◆ **DIRECTIONS**: Write out all of the entries exactly, please.
_ _ _ _ _ _ _
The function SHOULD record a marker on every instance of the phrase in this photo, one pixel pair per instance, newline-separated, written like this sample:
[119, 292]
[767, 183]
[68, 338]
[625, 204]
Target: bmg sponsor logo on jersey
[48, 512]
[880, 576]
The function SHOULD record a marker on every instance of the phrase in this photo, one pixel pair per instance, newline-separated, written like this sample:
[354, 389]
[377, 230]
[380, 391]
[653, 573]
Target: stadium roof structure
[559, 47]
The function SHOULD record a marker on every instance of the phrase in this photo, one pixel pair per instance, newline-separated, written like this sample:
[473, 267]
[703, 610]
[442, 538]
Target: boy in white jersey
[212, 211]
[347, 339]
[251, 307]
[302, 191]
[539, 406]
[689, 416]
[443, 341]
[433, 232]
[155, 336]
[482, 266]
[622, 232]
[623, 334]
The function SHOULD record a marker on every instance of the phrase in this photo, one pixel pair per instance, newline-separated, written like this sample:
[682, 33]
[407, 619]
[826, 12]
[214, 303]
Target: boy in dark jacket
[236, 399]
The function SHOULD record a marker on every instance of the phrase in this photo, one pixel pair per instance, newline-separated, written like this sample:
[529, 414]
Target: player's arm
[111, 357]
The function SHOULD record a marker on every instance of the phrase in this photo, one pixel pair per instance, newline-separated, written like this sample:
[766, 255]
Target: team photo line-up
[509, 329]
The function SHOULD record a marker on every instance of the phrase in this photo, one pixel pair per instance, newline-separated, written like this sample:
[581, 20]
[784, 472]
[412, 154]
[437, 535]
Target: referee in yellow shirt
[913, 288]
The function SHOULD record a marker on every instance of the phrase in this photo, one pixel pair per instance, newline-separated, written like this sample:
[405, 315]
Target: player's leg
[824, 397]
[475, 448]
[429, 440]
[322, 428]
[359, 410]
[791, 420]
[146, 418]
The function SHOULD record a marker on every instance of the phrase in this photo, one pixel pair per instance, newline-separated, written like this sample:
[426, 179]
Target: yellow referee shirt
_ _ _ _ _ _ _
◆ **THE COMPLETED TASK**:
The function SHOULD record a marker on every instance of the phrase in this photo, one pixel pair per instance, newline-separated, written like this sample:
[119, 292]
[767, 183]
[68, 338]
[625, 204]
Target: bmg sponsor logo on jersey
[48, 512]
[880, 576]
The function SHOULD record a marker on every instance of the phrase in this photo, one pixel pair per instance, newline-separated, written like this sample:
[354, 389]
[377, 230]
[380, 391]
[653, 573]
Target: stadium roof structure
[559, 47]
The function SHOULD record a marker on every instance of the phrase in this photo, one pixel pair per instance, newline-separated, written like this sample:
[473, 267]
[703, 610]
[442, 538]
Target: boy in white jersey
[212, 211]
[347, 339]
[251, 307]
[302, 191]
[539, 406]
[689, 416]
[443, 341]
[433, 232]
[155, 336]
[482, 266]
[622, 232]
[623, 334]
The function SHOULD record a marker on every instance of the phrase in this photo, one pixel pair per instance, newline-separated, written like this sample:
[682, 33]
[407, 619]
[826, 12]
[214, 303]
Target: boy in dark jacket
[236, 399]
The function SHOULD record a marker on every instance of the phrase in this photo, one pixel pair per instance, newline-separated, written like this sample:
[529, 414]
Target: player's arm
[111, 357]
The function SHOULD record a marker on every instance of the phrase in this photo, one pixel pair per instance, newline-separated, written like this sample:
[766, 255]
Target: team photo line-up
[509, 329]
The function SHOULD record a marker on every instance of the phrase in this photo, one pixel pair per instance, newline-separated, written like this sample:
[581, 20]
[784, 472]
[412, 154]
[437, 535]
Target: referee in yellow shirt
[913, 288]
The function SHOULD record a marker on every instance of the phrase in this photo, one pixel pair per instance, newline-separated, written like this sample:
[405, 315]
Target: player's leg
[824, 397]
[475, 448]
[429, 440]
[322, 428]
[359, 410]
[791, 420]
[146, 418]
The function SHOULD record a marker on every instance of the phrase in this photo, one pixel pair per instance, newline-separated, written like this sample:
[426, 179]
Target: yellow referee shirt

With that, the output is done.